▶
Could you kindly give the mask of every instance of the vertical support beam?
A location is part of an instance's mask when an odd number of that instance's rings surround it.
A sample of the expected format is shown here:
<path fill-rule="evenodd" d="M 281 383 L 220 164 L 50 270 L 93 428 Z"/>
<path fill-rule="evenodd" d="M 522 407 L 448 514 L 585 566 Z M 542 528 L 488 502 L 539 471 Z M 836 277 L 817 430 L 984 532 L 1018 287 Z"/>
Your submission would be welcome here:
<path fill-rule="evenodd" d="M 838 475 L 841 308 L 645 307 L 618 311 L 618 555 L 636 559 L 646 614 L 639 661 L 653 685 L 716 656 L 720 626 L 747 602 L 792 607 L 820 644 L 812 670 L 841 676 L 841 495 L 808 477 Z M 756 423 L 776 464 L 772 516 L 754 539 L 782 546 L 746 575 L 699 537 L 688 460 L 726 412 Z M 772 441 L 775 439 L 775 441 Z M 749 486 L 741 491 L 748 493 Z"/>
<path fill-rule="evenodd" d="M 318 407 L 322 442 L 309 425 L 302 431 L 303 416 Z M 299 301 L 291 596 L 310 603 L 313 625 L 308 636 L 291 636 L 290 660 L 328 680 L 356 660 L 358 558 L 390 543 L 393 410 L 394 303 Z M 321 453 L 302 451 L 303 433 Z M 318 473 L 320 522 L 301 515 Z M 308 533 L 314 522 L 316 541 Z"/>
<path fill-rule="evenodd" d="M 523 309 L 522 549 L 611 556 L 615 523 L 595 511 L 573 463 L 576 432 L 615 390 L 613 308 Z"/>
◀
Copy out every item above character for character, with no changes.

REPLY TO THE EXERCISE:
Could you kindly give the mask of every instance of the vertical support beam?
A location is part of an instance's mask when an odd number of that instance's rings surround it.
A sample of the expected format is shown here:
<path fill-rule="evenodd" d="M 281 383 L 220 164 L 50 270 L 93 428 Z"/>
<path fill-rule="evenodd" d="M 522 407 L 448 514 L 585 566 Z M 542 528 L 488 502 L 539 471 Z M 836 277 L 817 430 L 984 532 L 1018 287 Z"/>
Your submission would be welcome here:
<path fill-rule="evenodd" d="M 838 475 L 841 308 L 645 307 L 618 311 L 618 555 L 636 559 L 646 614 L 639 661 L 653 685 L 716 656 L 720 626 L 747 602 L 792 607 L 820 644 L 812 670 L 841 676 L 841 495 L 808 477 Z M 756 423 L 776 464 L 772 516 L 754 539 L 782 546 L 746 575 L 699 537 L 688 460 L 726 412 Z M 772 441 L 775 439 L 775 441 Z M 749 486 L 741 491 L 748 493 Z"/>
<path fill-rule="evenodd" d="M 318 407 L 322 442 L 309 425 L 302 431 L 303 416 Z M 299 301 L 291 596 L 310 603 L 313 625 L 308 636 L 291 636 L 290 660 L 328 680 L 356 660 L 358 558 L 390 543 L 393 410 L 394 303 Z M 321 453 L 302 451 L 303 433 Z M 318 473 L 320 522 L 301 515 Z M 308 533 L 314 522 L 316 541 Z"/>
<path fill-rule="evenodd" d="M 523 309 L 522 549 L 611 556 L 615 523 L 595 511 L 573 463 L 576 432 L 615 390 L 613 308 Z"/>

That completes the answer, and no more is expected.